Job: Transcribe the records verbatim, starting at the line that contains "draw the outline of the windshield" and ending at the end of the records, both ends included.

** start of Records provided **

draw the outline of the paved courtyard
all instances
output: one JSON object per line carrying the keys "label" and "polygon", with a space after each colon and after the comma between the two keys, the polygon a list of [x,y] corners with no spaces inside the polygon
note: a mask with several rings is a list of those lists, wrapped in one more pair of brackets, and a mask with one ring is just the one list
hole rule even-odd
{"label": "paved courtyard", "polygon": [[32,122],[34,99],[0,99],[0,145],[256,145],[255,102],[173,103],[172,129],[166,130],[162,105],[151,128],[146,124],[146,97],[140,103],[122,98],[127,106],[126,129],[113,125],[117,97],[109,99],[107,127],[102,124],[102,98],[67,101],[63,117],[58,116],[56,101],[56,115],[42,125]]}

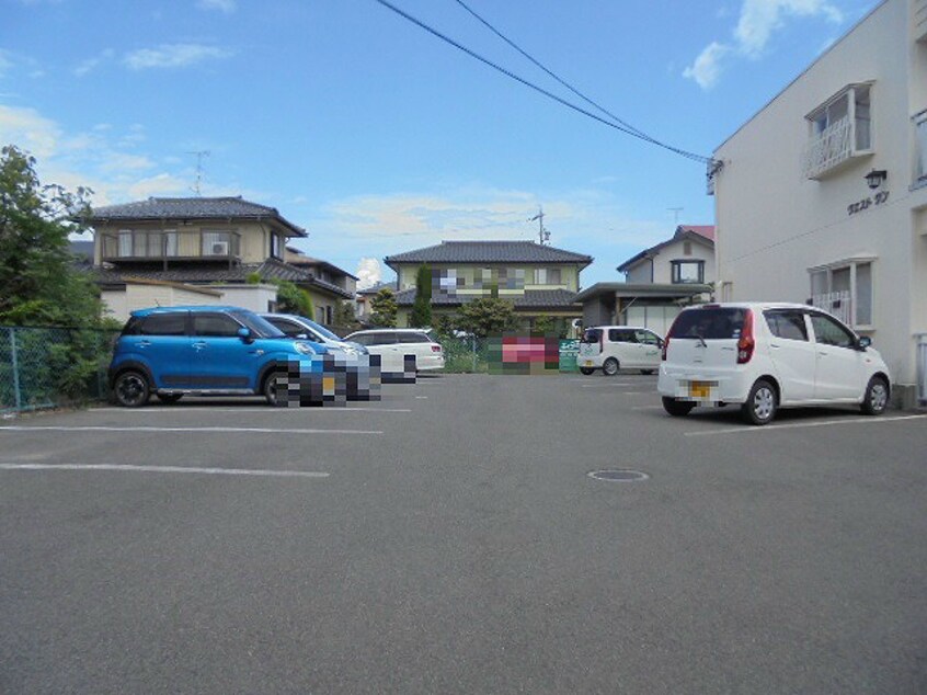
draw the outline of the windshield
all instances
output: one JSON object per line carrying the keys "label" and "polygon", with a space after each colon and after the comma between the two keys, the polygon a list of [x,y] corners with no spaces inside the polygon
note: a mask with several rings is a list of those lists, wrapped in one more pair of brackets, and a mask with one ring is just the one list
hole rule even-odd
{"label": "windshield", "polygon": [[251,329],[256,338],[286,338],[286,334],[270,321],[250,311],[232,311],[231,315]]}
{"label": "windshield", "polygon": [[714,307],[687,309],[673,323],[670,338],[701,338],[702,340],[736,340],[744,328],[746,309]]}
{"label": "windshield", "polygon": [[597,343],[600,340],[602,340],[602,329],[600,328],[587,328],[583,332],[583,337],[580,339],[580,342]]}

** end of Records provided **

Finished exercise:
draw the outline of the windshield
all instances
output: one JSON object per line carrying the keys "label" and "polygon", with a space after each colon and after the comma between the two keys, the polygon a list of [x,y] corners with no spaces inside the polygon
note: a mask with several rings is a list of those lists, wrapped in one more pair of brackets, and a mask with one ring is just the one list
hole rule even-odd
{"label": "windshield", "polygon": [[251,329],[256,338],[286,338],[286,334],[270,321],[250,311],[232,311],[231,315]]}
{"label": "windshield", "polygon": [[714,307],[687,309],[673,323],[670,338],[701,338],[702,340],[736,340],[744,328],[746,309]]}
{"label": "windshield", "polygon": [[597,343],[600,340],[602,340],[602,329],[600,328],[587,328],[583,332],[583,337],[580,339],[580,342]]}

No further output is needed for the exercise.